**Work request**. Give back the lines below exactly, but do not include any pictures.

Stored dataset items
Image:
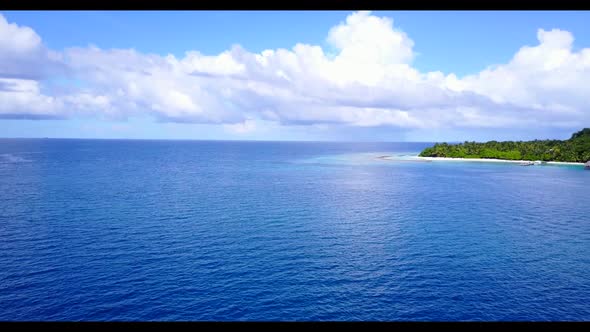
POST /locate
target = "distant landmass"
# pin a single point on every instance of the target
(575, 149)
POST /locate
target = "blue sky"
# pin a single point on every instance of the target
(461, 43)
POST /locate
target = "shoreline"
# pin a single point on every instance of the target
(482, 160)
(496, 160)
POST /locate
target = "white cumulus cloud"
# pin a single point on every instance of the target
(366, 80)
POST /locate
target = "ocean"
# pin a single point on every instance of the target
(140, 230)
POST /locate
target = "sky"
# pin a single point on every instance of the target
(295, 75)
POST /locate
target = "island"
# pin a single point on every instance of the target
(574, 150)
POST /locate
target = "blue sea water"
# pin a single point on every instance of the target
(101, 230)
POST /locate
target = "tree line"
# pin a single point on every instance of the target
(575, 149)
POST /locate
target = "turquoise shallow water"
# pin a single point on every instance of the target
(250, 231)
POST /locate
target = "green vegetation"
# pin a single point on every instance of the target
(575, 149)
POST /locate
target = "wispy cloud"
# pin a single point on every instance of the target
(368, 81)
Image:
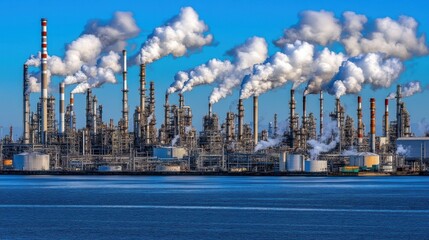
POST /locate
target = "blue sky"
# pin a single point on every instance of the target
(231, 23)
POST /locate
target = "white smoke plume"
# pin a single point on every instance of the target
(95, 76)
(228, 73)
(314, 27)
(372, 69)
(293, 64)
(180, 35)
(175, 139)
(95, 42)
(325, 66)
(271, 142)
(408, 90)
(327, 142)
(402, 151)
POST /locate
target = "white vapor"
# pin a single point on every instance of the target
(180, 35)
(372, 69)
(408, 90)
(327, 142)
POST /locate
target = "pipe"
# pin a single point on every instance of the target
(386, 118)
(240, 119)
(62, 106)
(26, 96)
(44, 80)
(321, 113)
(124, 91)
(360, 125)
(255, 119)
(292, 118)
(372, 132)
(398, 112)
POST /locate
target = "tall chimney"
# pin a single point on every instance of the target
(399, 124)
(94, 115)
(321, 113)
(386, 118)
(166, 113)
(240, 118)
(26, 96)
(62, 106)
(124, 91)
(72, 111)
(142, 93)
(44, 80)
(372, 133)
(255, 119)
(360, 124)
(304, 111)
(292, 118)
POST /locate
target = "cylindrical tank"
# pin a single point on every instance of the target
(282, 162)
(316, 166)
(167, 168)
(31, 161)
(295, 163)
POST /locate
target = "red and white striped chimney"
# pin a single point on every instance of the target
(44, 78)
(62, 116)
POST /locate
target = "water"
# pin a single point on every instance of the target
(179, 207)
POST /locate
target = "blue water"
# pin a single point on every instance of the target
(179, 207)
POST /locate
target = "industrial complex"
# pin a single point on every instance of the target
(51, 140)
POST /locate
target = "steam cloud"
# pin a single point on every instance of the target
(327, 142)
(180, 35)
(228, 74)
(408, 90)
(372, 69)
(83, 55)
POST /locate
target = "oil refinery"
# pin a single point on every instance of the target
(310, 144)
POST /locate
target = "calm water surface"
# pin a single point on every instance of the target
(179, 207)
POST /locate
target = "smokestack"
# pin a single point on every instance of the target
(292, 118)
(166, 112)
(255, 119)
(94, 115)
(71, 111)
(321, 113)
(124, 91)
(372, 133)
(275, 125)
(181, 101)
(360, 124)
(398, 112)
(142, 93)
(62, 106)
(240, 118)
(304, 110)
(44, 80)
(386, 118)
(26, 96)
(210, 109)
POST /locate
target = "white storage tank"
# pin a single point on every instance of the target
(282, 162)
(109, 168)
(316, 166)
(167, 168)
(364, 159)
(295, 162)
(31, 161)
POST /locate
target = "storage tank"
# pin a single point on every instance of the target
(316, 166)
(109, 168)
(295, 162)
(282, 162)
(364, 159)
(167, 168)
(31, 161)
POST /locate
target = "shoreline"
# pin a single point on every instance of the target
(251, 174)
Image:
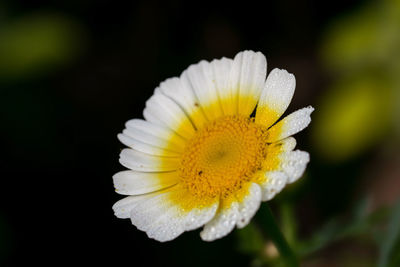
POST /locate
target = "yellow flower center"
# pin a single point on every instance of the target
(222, 156)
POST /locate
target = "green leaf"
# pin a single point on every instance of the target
(250, 240)
(390, 238)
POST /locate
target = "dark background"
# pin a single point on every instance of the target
(60, 117)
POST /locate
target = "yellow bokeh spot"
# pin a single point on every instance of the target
(222, 156)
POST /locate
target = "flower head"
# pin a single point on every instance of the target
(201, 158)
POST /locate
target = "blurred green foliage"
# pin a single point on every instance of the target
(361, 52)
(355, 114)
(37, 43)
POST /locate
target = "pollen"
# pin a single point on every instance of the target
(222, 156)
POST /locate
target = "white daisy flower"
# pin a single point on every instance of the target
(200, 158)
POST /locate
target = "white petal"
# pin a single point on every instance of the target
(136, 183)
(275, 97)
(287, 144)
(247, 80)
(180, 90)
(200, 77)
(294, 164)
(164, 221)
(122, 208)
(139, 161)
(274, 182)
(163, 111)
(145, 148)
(249, 206)
(221, 79)
(154, 135)
(291, 124)
(222, 224)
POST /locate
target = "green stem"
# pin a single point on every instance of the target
(276, 236)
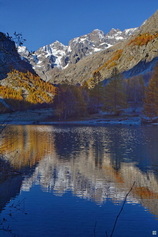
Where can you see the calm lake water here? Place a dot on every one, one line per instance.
(73, 180)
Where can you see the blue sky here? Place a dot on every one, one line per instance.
(42, 22)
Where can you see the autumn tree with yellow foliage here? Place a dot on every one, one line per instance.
(151, 96)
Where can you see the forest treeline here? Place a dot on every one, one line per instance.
(25, 90)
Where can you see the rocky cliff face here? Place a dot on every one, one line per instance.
(10, 59)
(136, 55)
(56, 56)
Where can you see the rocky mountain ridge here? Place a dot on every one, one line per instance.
(10, 59)
(59, 56)
(136, 55)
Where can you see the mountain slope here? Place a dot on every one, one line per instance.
(141, 47)
(10, 59)
(58, 56)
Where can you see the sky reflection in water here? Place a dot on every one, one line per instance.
(77, 177)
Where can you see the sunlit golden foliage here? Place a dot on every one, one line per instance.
(28, 87)
(143, 39)
(112, 62)
(151, 96)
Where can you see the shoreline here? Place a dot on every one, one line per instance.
(45, 117)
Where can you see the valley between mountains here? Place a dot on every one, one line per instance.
(97, 77)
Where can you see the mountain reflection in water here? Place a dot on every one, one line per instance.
(96, 163)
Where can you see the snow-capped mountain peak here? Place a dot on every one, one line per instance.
(58, 55)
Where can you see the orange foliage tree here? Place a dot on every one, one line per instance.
(151, 96)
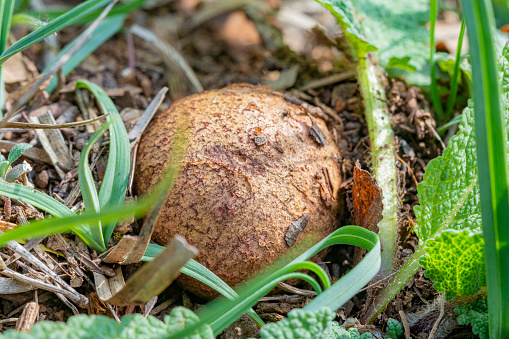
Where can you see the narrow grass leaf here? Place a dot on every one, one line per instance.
(109, 27)
(48, 204)
(456, 74)
(220, 313)
(491, 146)
(116, 177)
(26, 19)
(16, 152)
(56, 25)
(437, 104)
(87, 184)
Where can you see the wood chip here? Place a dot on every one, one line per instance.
(295, 228)
(28, 317)
(151, 279)
(316, 132)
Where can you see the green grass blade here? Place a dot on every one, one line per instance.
(491, 134)
(116, 177)
(87, 184)
(48, 204)
(109, 27)
(456, 74)
(60, 225)
(62, 21)
(222, 312)
(126, 7)
(25, 19)
(6, 11)
(199, 272)
(435, 98)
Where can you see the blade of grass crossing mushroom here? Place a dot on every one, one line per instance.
(87, 184)
(220, 313)
(109, 27)
(491, 139)
(116, 177)
(66, 223)
(62, 21)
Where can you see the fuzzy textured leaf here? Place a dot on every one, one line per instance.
(132, 326)
(302, 324)
(476, 314)
(394, 28)
(394, 329)
(449, 193)
(455, 261)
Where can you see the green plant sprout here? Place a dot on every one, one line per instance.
(11, 174)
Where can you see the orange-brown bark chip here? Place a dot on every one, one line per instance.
(253, 181)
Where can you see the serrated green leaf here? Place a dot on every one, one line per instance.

**Task solution**.
Image:
POST /locate
target = "distant landmass"
# pin a single point on every instance of the target
(575, 149)
POST /locate
target = "blue sky"
# pin a single point on every instance of the target
(461, 43)
POST /locate
target = "shoreline"
# pin a single point on every instance of the target
(482, 160)
(496, 160)
POST /locate
target = "white cumulus cloud"
# pin a single point on every instance of the target
(366, 80)
POST /locate
target = "ocean"
# pin a single point on every instance of the target
(140, 230)
POST /locate
target = "sky"
# pin a single point on every instance of the target
(295, 75)
POST /locate
target = "island"
# pin a single point on every instance of the target
(574, 150)
POST /locate
target = "blue sea water"
# pin a single point on every instance of the target
(101, 230)
POST /locate
target = "tree line"
# pin a single point on every instance of the target
(575, 149)
POST /locate
target = "turquoise shallow water"
# pin a single point on every instance of the target
(250, 231)
POST /locate
target = "green vegetation"
# pin a single point on every instance of the target
(575, 149)
POST /locate
target = "wispy cloud"
# pin a single point on every instance of the target
(368, 81)
Image:
POST /locate
target = "blue sky"
# pin a single point on every instance of the target
(231, 23)
POST /locate
target = "white smoke plume"
# pin a single point on every instance of the target
(95, 76)
(228, 73)
(314, 27)
(372, 69)
(293, 64)
(180, 35)
(175, 139)
(95, 42)
(325, 66)
(271, 142)
(408, 90)
(327, 142)
(402, 151)
POST /locate
target = "white vapor"
# pin a single point on every instance of the target
(180, 35)
(372, 69)
(408, 90)
(327, 142)
POST /locate
target = "pipe"
# pin a single point on every instance of the target
(386, 118)
(240, 119)
(62, 106)
(26, 96)
(44, 80)
(321, 113)
(124, 91)
(360, 125)
(255, 119)
(292, 118)
(372, 132)
(398, 112)
POST /locate
target = "tall chimney"
# pin a single point on every instance of the target
(399, 124)
(94, 115)
(321, 113)
(386, 118)
(166, 113)
(240, 118)
(26, 96)
(62, 106)
(124, 91)
(72, 111)
(142, 93)
(44, 80)
(372, 133)
(255, 119)
(360, 124)
(304, 111)
(292, 118)
POST /locate
target = "cylindrical tank"
# pin a single point on every instance of the target
(282, 162)
(316, 166)
(167, 168)
(31, 161)
(295, 163)
POST /locate
target = "red and white striped chimney"
# pin a single point on every instance of the target
(44, 78)
(62, 116)
POST /locate
target = "water"
# pin a single point on every instance of the target
(179, 207)
POST /locate
target = "blue water"
# pin a single point on every instance of the target
(179, 207)
POST /locate
target = "industrial complex"
# pin a single point on every instance of the target
(51, 140)
POST /locate
target = "steam cloud"
# pin a single point on every instance of the target
(327, 142)
(180, 35)
(228, 74)
(408, 90)
(372, 69)
(83, 55)
POST /locate
target = "oil refinery"
# pin a single point on every instance of the target
(310, 144)
POST /locate
target = "calm water surface"
# pin a single point on every instance of the target
(179, 207)
POST /locate
target = "smokestack"
# pin a single point on every instance of the target
(292, 118)
(166, 112)
(255, 119)
(94, 115)
(71, 111)
(321, 113)
(124, 91)
(372, 133)
(275, 125)
(181, 101)
(360, 124)
(398, 112)
(142, 93)
(62, 106)
(240, 118)
(304, 110)
(44, 80)
(386, 118)
(26, 96)
(210, 109)
POST /locate
target = "white storage tank"
# pin a single point on every instance of the target
(282, 162)
(109, 168)
(316, 166)
(167, 168)
(364, 159)
(295, 162)
(31, 161)
POST /locate
target = "storage tank"
# pin a single point on every instance of the target
(316, 166)
(109, 168)
(295, 162)
(282, 162)
(364, 159)
(167, 168)
(31, 161)
POST /locate
target = "shoreline"
# pin a single point on every instance of the target
(251, 174)
Image:
POST /locate
target = "yellow flower center"
# pin a single point on every instance of the target
(222, 156)
POST /locate
target = "green leaf"
# pin a single point on every instance of the target
(250, 240)
(390, 238)
POST /locate
target = "dark background"
# pin a single point on every instance of the target
(60, 117)
POST /locate
target = "yellow bokeh spot"
# pin a single point on every instance of the target
(222, 156)
POST /locate
target = "flower head"
# pin a single point on every instance of the target
(201, 158)
POST /locate
target = "blurred green foliage"
# pin a single point on every instance of the target
(361, 52)
(355, 114)
(37, 43)
POST /locate
target = "pollen"
# pin a single point on every instance of the target
(222, 156)
POST /locate
target = "white daisy flower"
# pin a single point on every instance of the target
(200, 158)
POST /locate
target = "white petal"
# pin a single point on every instance of the target
(136, 183)
(275, 97)
(287, 144)
(247, 80)
(180, 90)
(200, 77)
(294, 164)
(164, 221)
(122, 208)
(139, 161)
(274, 182)
(163, 111)
(145, 148)
(249, 206)
(221, 79)
(154, 135)
(291, 124)
(222, 224)
POST /locate
target = "green stem"
# pin a single point on every instance of the target
(276, 236)
Where can you see the calm lake water here? Place a dot on every one, one line per instance.
(73, 180)
Where can you see the blue sky here? Place a dot on every one, one line per instance.
(42, 22)
Where can you see the autumn tree with yellow foliage here? Place a dot on every one, one line per instance.
(151, 96)
Where can you see the forest treeline here? Place a dot on every one, one line per instance.
(25, 90)
Where can you see the rocky cliff face here? Place a dot on every one, one line per instance.
(10, 59)
(136, 55)
(56, 56)
Where can you see the rocky mountain ridge here? Place a dot on every one, one line per instance.
(10, 59)
(59, 56)
(136, 55)
Where can you see the mountain slope here? Place a dot on every one, one line per instance.
(141, 47)
(10, 59)
(58, 56)
Where can you see the sky reflection in water here? Place a dot on every one, one line per instance.
(77, 177)
Where can you see the sunlit golden foliage here? Place a dot on every one, one line per instance.
(28, 87)
(143, 39)
(112, 62)
(151, 96)
Where can you see the shoreline here? Place a dot on every one, one line per instance.
(45, 117)
Where can you see the valley between mountains here? Place a dot on every one, one line per instance.
(97, 77)
Where can you see the mountain reflection in water here? Place a dot on every one, one line per instance.
(96, 163)
Where can you see the snow-capped mountain peak here? Place a dot on every one, one line per instance.
(58, 55)
Where can you see the orange foliage tree here? Place a dot on every one, one line per instance.
(151, 96)
Where can you see the narrow grass leaf here? Place a dot on every one, one line per instance.
(109, 27)
(48, 204)
(456, 74)
(220, 313)
(491, 146)
(116, 177)
(26, 19)
(16, 152)
(56, 25)
(437, 104)
(87, 184)
Where can you see the wood chip here? Place a dot on every one, one line per instance.
(295, 228)
(28, 317)
(151, 279)
(316, 132)
Where can you see the green grass blade here? Place a dot on every one, one line per instance.
(491, 134)
(116, 177)
(87, 184)
(48, 204)
(109, 27)
(456, 74)
(60, 225)
(62, 21)
(222, 312)
(126, 7)
(25, 19)
(6, 11)
(199, 272)
(435, 98)
Where can you see the blade of grass crossing mushroom here? Place a dot on every one, one line per instance.
(87, 184)
(220, 313)
(109, 27)
(491, 139)
(116, 177)
(66, 223)
(62, 21)
Where can you see the fuzzy textured leaf here? Place a dot on every one, one line per instance.
(132, 326)
(302, 324)
(476, 314)
(394, 28)
(394, 329)
(449, 193)
(455, 261)
Where can you see the green plant sprout here? Place a dot on every one, one line per instance.
(11, 174)
Where can you see the orange-brown bark chip here? Place a dot on every one, one line per instance.
(253, 181)
Where can you see the serrated green leaf here? Place a dot on every one, one line per instance.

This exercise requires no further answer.